• [REQUIRED ACTION] First find the line with "The pointer SHOULD return, for each instance of the dark brown" in the entries below, then set down exactly every line through the line with "The pointer SHOULD return, for each instance of the brick", that line included.

(Beginning of DATA FOR THE TASK)

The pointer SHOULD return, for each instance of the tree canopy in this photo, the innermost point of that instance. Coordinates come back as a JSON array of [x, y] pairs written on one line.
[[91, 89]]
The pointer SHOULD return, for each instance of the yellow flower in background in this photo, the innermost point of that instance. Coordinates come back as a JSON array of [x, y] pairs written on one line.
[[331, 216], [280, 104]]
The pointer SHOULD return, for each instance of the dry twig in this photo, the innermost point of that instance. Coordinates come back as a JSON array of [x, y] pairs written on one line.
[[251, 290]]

(End of DATA FOR THE TASK)
(Beginning of DATA FOR THE TASK)

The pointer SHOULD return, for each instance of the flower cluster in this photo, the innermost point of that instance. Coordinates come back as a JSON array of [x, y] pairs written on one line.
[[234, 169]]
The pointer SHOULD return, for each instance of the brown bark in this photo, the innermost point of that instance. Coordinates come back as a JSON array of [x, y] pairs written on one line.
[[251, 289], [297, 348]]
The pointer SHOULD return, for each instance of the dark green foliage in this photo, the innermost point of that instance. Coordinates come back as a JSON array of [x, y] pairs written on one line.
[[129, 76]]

(End of DATA FOR THE TASK)
(Beginning of DATA FOR THE TASK)

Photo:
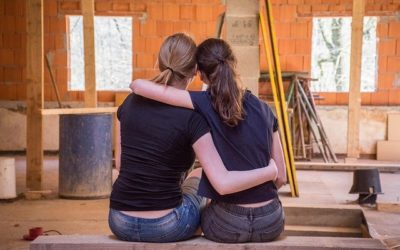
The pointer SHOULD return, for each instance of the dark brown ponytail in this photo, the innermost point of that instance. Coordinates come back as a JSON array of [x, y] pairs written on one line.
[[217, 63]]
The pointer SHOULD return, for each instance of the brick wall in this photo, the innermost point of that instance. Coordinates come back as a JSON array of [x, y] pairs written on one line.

(End of DATA FOR THE TASK)

• [SOLUTION]
The pointer SHOULD return, for each instance of the dark brown ponytail in this photo, the innermost point of that instance. Coordinates come back as a JSON array of [x, y] pairs written on one line.
[[217, 63]]
The pointer SHOULD return, for each instance of the brick wall in this photo, the innermost point of that instance. Coordinates come back as a JSON array of [x, y] pairs written on one line.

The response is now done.